[Set problem] Rewrite the records below, putting "Could you please" wherever "Would you kindly" appears and leaving everything else as it is.

[Dataset excerpts on pointing at objects]
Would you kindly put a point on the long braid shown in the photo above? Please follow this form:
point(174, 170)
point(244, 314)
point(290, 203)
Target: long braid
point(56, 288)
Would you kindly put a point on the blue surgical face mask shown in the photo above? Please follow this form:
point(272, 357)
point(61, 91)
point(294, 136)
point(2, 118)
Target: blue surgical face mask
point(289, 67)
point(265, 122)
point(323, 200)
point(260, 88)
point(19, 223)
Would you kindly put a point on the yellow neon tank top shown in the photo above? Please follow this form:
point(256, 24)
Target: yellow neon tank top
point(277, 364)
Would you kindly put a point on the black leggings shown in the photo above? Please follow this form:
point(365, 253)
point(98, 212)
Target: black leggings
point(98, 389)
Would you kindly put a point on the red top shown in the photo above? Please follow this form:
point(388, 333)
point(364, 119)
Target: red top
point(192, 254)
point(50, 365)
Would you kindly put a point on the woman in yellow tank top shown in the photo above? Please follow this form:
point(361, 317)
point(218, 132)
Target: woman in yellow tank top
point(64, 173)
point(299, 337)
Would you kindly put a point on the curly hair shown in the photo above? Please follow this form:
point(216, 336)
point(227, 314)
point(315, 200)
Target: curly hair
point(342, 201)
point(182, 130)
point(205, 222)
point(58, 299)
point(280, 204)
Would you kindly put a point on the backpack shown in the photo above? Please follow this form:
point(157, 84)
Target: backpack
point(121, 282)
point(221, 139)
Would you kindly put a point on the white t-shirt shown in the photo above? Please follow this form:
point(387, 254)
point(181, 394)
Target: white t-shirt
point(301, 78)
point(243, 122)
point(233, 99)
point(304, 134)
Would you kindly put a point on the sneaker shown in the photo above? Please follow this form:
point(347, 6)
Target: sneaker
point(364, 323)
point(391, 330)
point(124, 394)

[Task solution]
Could you please put a point on the long braid shown in the photo above? Please follow this form:
point(174, 170)
point(244, 314)
point(290, 203)
Target: long braid
point(56, 288)
Could you please put a point on the blue surgical face mask shown in the photo above? Please follow this form:
point(272, 357)
point(61, 91)
point(294, 136)
point(2, 118)
Target: blue surgical face mask
point(289, 67)
point(265, 122)
point(323, 200)
point(260, 88)
point(19, 223)
Could you please put a point on the yellow neon tank top shown in the photo above? Please follow this form:
point(256, 24)
Target: yellow neon tank top
point(277, 364)
Could you please put a point on the black leggings shown in the photo above? Please follow this form:
point(365, 253)
point(98, 212)
Target: black leggings
point(98, 389)
Could you please put a point on the red top shown in the photo above? Please follow this form:
point(388, 333)
point(364, 119)
Target: red top
point(192, 254)
point(50, 365)
Could you please put a point on the woman in yellow tank top shown in the photo above? Please follow this form:
point(361, 317)
point(218, 132)
Target: woman in yellow tank top
point(64, 173)
point(299, 337)
Could you please put a point on the curly hair shown in the photo above? Please follow this form:
point(216, 336)
point(227, 314)
point(315, 200)
Target: curly hair
point(342, 201)
point(182, 130)
point(205, 222)
point(58, 299)
point(280, 204)
Could you please put a point on the backpack shown in the photo above? Please follow this form:
point(157, 84)
Target: backpack
point(121, 282)
point(221, 139)
Could you please put a point on the white t-shirt shown in the photo above? Please follow this form:
point(387, 254)
point(181, 394)
Target: white t-shirt
point(301, 78)
point(243, 122)
point(233, 99)
point(304, 134)
Could you please put a point on the sneaker shown in the photo above? Please follow this form:
point(347, 6)
Target: sneaker
point(364, 323)
point(391, 330)
point(124, 394)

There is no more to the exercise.